##### RECORDS TO USE #####

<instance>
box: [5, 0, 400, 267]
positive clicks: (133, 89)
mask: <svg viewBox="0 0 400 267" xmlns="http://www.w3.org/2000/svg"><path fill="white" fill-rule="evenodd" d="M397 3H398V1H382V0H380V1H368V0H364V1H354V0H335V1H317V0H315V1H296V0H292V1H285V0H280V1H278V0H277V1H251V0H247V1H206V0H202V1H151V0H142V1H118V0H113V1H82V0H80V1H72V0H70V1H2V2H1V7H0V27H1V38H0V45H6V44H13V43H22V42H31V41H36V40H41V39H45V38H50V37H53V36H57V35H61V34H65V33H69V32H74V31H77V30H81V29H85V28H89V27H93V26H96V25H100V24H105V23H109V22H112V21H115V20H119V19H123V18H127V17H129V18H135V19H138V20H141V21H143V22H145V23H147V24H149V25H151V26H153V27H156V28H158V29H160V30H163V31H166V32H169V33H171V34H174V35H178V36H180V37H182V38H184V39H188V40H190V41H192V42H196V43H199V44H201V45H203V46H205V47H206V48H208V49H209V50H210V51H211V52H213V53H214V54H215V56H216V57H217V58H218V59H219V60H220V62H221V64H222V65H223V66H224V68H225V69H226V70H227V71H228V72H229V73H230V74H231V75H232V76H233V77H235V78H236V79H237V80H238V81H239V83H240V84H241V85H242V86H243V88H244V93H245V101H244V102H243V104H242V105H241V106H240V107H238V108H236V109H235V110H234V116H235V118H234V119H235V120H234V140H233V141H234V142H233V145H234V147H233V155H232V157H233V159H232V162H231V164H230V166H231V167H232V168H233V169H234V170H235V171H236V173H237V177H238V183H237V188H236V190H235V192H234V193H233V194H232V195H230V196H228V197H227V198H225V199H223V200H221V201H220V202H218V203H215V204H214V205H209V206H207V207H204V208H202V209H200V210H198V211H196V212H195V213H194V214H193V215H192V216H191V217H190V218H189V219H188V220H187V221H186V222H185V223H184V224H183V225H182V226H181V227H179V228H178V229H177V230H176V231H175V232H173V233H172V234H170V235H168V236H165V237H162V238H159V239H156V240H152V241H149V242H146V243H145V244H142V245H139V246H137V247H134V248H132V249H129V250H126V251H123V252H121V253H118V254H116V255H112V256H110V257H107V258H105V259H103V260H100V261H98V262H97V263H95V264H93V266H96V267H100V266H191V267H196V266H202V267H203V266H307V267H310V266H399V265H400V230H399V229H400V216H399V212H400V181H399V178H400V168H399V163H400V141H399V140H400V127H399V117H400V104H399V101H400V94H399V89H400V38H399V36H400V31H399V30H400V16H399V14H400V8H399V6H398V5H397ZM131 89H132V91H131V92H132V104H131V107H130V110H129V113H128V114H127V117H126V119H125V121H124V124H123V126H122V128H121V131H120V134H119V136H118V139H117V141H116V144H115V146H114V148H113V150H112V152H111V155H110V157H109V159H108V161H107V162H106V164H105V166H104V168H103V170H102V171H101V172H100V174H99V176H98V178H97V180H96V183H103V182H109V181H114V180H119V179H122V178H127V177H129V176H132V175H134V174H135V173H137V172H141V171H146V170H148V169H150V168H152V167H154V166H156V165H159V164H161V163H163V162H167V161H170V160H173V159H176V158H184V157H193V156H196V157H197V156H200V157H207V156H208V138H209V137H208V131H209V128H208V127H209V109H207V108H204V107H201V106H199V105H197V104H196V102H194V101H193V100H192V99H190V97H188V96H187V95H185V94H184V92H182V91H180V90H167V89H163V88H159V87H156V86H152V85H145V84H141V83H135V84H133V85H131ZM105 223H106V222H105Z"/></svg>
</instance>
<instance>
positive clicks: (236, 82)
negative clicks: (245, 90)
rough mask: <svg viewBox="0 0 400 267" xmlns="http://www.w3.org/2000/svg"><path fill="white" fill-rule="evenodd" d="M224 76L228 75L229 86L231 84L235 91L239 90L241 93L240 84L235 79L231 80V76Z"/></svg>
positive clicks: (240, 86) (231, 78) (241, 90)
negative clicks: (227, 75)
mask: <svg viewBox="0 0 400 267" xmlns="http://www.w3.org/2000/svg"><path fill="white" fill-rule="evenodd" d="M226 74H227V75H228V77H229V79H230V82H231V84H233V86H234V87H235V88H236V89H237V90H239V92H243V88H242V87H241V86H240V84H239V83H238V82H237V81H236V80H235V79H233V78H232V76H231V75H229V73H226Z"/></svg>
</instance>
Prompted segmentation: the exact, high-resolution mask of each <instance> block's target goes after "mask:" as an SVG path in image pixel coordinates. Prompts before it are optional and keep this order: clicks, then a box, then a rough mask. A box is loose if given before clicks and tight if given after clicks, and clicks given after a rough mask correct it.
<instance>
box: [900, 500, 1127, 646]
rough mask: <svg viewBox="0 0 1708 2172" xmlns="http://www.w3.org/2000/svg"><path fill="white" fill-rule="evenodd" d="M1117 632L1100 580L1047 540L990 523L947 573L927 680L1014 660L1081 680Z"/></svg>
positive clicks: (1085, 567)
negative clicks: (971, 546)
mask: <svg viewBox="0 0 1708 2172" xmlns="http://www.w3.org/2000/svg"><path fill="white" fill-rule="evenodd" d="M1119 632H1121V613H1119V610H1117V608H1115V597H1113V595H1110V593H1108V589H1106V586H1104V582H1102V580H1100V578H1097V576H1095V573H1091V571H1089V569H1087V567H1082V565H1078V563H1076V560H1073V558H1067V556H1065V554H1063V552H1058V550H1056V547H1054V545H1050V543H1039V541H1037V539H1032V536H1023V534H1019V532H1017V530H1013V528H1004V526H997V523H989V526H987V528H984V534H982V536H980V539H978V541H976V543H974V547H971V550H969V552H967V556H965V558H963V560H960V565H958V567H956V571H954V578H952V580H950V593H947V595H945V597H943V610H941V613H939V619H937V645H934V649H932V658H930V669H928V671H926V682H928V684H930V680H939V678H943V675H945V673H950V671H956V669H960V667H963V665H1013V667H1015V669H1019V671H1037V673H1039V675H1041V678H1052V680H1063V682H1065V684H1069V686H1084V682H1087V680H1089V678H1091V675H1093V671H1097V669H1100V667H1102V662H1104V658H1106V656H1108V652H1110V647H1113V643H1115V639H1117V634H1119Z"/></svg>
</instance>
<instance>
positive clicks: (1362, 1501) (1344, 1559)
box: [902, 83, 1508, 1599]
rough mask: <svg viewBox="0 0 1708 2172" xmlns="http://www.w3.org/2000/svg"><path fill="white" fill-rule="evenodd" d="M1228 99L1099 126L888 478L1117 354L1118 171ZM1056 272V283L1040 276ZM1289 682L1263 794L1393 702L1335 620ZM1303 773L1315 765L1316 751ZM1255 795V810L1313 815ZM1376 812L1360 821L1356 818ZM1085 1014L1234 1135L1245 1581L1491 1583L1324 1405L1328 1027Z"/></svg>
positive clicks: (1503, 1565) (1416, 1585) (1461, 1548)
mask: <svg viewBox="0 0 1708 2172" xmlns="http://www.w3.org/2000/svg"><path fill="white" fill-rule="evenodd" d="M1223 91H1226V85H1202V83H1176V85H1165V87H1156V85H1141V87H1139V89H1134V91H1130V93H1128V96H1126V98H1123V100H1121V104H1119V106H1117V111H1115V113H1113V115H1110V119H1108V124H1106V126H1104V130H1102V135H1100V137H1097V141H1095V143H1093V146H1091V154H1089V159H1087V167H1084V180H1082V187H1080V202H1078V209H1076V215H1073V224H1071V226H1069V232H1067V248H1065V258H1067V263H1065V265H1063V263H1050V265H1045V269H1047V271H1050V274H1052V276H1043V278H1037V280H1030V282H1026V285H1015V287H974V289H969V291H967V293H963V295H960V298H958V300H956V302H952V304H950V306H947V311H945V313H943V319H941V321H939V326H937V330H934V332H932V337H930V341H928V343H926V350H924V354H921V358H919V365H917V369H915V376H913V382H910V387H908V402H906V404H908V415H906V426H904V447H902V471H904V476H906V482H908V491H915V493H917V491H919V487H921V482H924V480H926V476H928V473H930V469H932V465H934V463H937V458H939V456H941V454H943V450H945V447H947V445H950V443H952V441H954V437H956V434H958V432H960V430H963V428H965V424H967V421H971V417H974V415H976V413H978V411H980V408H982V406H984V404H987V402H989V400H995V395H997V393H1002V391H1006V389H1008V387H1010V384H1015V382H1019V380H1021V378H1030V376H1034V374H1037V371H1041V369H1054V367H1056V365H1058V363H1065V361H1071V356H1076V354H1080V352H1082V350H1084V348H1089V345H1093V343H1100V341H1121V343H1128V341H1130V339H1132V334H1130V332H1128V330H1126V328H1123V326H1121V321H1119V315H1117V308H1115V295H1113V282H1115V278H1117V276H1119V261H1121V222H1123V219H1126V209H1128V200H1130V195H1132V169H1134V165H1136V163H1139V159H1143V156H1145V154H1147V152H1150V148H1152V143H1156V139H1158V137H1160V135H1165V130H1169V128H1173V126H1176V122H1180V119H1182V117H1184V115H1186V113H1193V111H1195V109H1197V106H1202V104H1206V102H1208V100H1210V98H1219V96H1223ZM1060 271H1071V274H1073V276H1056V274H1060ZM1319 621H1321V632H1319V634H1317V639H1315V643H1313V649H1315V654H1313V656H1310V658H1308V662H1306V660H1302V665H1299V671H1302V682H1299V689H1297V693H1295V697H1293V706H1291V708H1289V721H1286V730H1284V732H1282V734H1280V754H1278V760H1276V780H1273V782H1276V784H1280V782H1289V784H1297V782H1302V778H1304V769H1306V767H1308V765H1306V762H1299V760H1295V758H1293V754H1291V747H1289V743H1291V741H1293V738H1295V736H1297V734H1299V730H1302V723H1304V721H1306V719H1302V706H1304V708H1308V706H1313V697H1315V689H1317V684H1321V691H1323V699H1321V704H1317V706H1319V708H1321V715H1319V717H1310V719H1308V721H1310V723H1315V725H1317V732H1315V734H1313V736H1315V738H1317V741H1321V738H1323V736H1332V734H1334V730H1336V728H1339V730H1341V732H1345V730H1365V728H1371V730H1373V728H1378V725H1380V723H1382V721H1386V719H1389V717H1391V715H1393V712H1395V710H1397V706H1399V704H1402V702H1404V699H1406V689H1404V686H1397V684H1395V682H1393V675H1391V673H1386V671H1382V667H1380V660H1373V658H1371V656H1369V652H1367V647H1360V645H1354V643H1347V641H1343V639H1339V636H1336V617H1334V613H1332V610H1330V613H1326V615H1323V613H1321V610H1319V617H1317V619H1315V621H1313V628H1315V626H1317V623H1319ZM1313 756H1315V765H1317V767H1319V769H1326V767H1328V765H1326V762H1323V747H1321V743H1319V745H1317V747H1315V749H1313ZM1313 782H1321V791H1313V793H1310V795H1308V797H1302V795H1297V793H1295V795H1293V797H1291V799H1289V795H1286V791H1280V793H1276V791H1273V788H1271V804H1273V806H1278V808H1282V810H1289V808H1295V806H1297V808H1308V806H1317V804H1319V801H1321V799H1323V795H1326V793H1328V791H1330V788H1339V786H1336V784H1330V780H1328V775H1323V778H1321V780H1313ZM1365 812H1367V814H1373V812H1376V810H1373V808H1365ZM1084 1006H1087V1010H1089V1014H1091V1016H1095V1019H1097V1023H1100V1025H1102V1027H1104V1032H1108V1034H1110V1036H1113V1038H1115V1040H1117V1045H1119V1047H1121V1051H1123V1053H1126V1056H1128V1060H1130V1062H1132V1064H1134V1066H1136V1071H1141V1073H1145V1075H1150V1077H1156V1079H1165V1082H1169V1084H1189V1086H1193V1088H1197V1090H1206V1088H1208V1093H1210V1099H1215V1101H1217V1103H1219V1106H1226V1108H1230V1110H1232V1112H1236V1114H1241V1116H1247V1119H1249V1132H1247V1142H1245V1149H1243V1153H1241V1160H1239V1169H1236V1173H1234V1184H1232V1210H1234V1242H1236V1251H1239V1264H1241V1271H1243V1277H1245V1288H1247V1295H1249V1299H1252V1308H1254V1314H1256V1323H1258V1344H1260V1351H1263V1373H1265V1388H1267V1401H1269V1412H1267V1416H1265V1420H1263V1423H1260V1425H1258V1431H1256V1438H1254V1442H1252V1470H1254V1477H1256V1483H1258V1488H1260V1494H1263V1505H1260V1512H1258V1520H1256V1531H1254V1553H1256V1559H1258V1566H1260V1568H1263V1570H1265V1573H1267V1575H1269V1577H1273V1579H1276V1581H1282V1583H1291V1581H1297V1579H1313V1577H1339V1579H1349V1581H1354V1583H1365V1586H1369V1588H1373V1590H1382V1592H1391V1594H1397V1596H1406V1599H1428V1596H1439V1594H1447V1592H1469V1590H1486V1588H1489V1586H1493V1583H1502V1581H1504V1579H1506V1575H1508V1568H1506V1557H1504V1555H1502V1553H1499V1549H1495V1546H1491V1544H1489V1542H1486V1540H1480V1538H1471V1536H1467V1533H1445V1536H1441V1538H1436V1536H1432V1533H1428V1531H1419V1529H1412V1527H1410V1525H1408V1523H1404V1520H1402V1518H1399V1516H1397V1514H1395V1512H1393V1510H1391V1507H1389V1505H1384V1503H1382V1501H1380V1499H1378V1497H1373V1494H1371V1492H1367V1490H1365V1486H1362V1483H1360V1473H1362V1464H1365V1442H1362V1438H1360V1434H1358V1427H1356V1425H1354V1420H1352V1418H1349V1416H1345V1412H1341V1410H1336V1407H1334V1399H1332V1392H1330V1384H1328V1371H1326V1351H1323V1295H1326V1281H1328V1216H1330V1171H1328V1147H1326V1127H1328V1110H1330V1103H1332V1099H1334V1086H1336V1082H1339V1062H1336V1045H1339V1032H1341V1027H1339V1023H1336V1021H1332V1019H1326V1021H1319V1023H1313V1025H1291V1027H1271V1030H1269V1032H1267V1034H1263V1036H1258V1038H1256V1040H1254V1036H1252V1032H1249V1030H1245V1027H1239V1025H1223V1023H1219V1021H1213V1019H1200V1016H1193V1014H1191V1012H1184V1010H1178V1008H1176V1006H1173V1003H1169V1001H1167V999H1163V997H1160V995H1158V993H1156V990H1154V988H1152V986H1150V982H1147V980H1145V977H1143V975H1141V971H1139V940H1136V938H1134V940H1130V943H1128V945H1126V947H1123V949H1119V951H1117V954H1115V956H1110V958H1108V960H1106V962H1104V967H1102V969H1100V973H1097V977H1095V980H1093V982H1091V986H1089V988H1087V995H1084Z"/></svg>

#####

### TASK BRIEF
Return each line of the material above that contains the string "positive". Case matters.

### RESULT OF THE EXERCISE
positive clicks: (133, 89)
positive clicks: (236, 82)
positive clicks: (240, 86) (231, 78) (241, 90)
positive clicks: (1085, 567)
positive clicks: (1362, 1501) (1344, 1559)
positive clicks: (1503, 1565) (1416, 1585) (1461, 1548)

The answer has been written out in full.